▸ **PROBLEM STATEMENT**:
Give the entries back exactly, dropping each image.

[Excerpts from a dataset]
┄┄┄┄┄┄
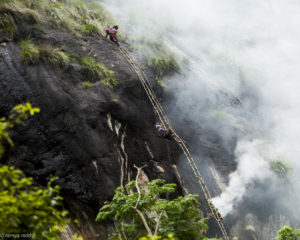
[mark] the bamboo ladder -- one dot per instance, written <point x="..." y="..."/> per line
<point x="162" y="116"/>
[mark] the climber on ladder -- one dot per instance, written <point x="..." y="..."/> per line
<point x="162" y="132"/>
<point x="112" y="34"/>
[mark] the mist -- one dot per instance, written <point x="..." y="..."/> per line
<point x="248" y="50"/>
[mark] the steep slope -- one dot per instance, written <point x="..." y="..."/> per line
<point x="90" y="137"/>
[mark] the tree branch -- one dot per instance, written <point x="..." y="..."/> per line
<point x="137" y="184"/>
<point x="139" y="199"/>
<point x="158" y="222"/>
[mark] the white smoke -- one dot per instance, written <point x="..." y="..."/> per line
<point x="242" y="48"/>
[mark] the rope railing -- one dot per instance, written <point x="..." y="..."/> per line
<point x="162" y="116"/>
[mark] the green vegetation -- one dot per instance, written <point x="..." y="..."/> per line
<point x="86" y="84"/>
<point x="138" y="212"/>
<point x="99" y="71"/>
<point x="74" y="15"/>
<point x="280" y="168"/>
<point x="7" y="26"/>
<point x="32" y="54"/>
<point x="287" y="233"/>
<point x="89" y="29"/>
<point x="158" y="57"/>
<point x="17" y="116"/>
<point x="28" y="209"/>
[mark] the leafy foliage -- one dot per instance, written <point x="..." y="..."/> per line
<point x="7" y="26"/>
<point x="287" y="233"/>
<point x="170" y="237"/>
<point x="28" y="209"/>
<point x="73" y="15"/>
<point x="86" y="84"/>
<point x="32" y="54"/>
<point x="99" y="71"/>
<point x="89" y="29"/>
<point x="17" y="116"/>
<point x="179" y="217"/>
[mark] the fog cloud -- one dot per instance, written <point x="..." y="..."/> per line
<point x="248" y="50"/>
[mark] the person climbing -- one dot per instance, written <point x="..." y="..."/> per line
<point x="112" y="33"/>
<point x="162" y="132"/>
<point x="215" y="211"/>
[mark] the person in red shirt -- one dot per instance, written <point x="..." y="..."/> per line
<point x="112" y="33"/>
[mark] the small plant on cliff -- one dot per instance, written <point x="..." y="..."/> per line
<point x="32" y="54"/>
<point x="26" y="209"/>
<point x="140" y="211"/>
<point x="7" y="26"/>
<point x="287" y="233"/>
<point x="89" y="29"/>
<point x="72" y="15"/>
<point x="99" y="71"/>
<point x="86" y="84"/>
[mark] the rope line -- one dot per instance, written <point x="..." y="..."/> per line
<point x="167" y="125"/>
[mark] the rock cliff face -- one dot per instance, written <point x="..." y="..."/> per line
<point x="89" y="137"/>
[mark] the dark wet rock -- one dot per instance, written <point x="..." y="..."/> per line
<point x="89" y="137"/>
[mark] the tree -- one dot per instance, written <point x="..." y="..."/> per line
<point x="138" y="212"/>
<point x="26" y="209"/>
<point x="287" y="233"/>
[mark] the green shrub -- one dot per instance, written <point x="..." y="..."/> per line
<point x="28" y="209"/>
<point x="99" y="71"/>
<point x="32" y="53"/>
<point x="287" y="233"/>
<point x="86" y="84"/>
<point x="72" y="15"/>
<point x="53" y="56"/>
<point x="89" y="29"/>
<point x="7" y="26"/>
<point x="137" y="211"/>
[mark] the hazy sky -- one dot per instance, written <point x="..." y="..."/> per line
┄┄┄┄┄┄
▸ **TASK RESULT**:
[mark] the bamboo ladder -- one dot per instance, written <point x="..." y="..."/> per line
<point x="162" y="116"/>
[mark] the climber on ladder -- one dot per instance, written <point x="..." y="..."/> per line
<point x="162" y="132"/>
<point x="112" y="34"/>
[mark] the mist -- one dot per instance, written <point x="..." y="..."/> per line
<point x="248" y="50"/>
[mark] the steep slope -- one dot per instance, written <point x="..." y="..."/> per line
<point x="90" y="137"/>
[mark] the tree branch -- one dot per instance, written <point x="..." y="..."/> per line
<point x="137" y="184"/>
<point x="139" y="199"/>
<point x="158" y="222"/>
[mark] the white smoke -- one dot per instance, written <point x="..." y="..."/> per line
<point x="242" y="48"/>
[mark] the rope railing -- one dot per instance, written <point x="..." y="..."/> per line
<point x="162" y="116"/>
[mark] the green vegetation -- one dot per instance, written <point x="..." y="..."/> per line
<point x="86" y="84"/>
<point x="138" y="212"/>
<point x="99" y="71"/>
<point x="74" y="15"/>
<point x="280" y="168"/>
<point x="7" y="26"/>
<point x="32" y="54"/>
<point x="287" y="233"/>
<point x="89" y="29"/>
<point x="158" y="57"/>
<point x="17" y="116"/>
<point x="28" y="209"/>
[mark] the leafy foliage -- one dot per instance, written <point x="..." y="..."/> per line
<point x="7" y="26"/>
<point x="287" y="233"/>
<point x="170" y="237"/>
<point x="28" y="209"/>
<point x="73" y="15"/>
<point x="86" y="84"/>
<point x="32" y="54"/>
<point x="99" y="71"/>
<point x="89" y="29"/>
<point x="17" y="116"/>
<point x="179" y="217"/>
[mark] the fog cloud -- one dot per instance, written <point x="..." y="..."/> per line
<point x="248" y="50"/>
[mark] the person climbing -- one dot per instance, written <point x="..." y="..."/> per line
<point x="112" y="33"/>
<point x="162" y="132"/>
<point x="215" y="211"/>
[mark] the person in red shirt -- one dot per instance, written <point x="..." y="..."/> per line
<point x="112" y="33"/>
[mark] the small plant on cliff -- one dot per instance, written <point x="..." y="..."/> per line
<point x="32" y="54"/>
<point x="26" y="209"/>
<point x="140" y="211"/>
<point x="7" y="26"/>
<point x="287" y="233"/>
<point x="89" y="29"/>
<point x="72" y="15"/>
<point x="99" y="71"/>
<point x="86" y="84"/>
[mark] the rope line -- one dot per instance, written <point x="..." y="..."/> per line
<point x="167" y="125"/>
[mark] the rock cliff face -- one dot per instance, written <point x="..." y="..."/> per line
<point x="89" y="137"/>
[mark] the dark wet rock -- one dot per instance, written <point x="..." y="..."/> per line
<point x="89" y="137"/>
[mark] the tree -- one dot per instance, written <point x="..." y="..."/> per line
<point x="138" y="212"/>
<point x="26" y="209"/>
<point x="287" y="233"/>
[mark] the green shrub -- one dot per instance, written <point x="..." y="..."/> per line
<point x="28" y="209"/>
<point x="99" y="71"/>
<point x="32" y="53"/>
<point x="287" y="233"/>
<point x="86" y="84"/>
<point x="72" y="15"/>
<point x="53" y="56"/>
<point x="89" y="29"/>
<point x="7" y="26"/>
<point x="137" y="211"/>
[mark] the hazy sky -- one dot per instance, written <point x="..." y="..."/> per line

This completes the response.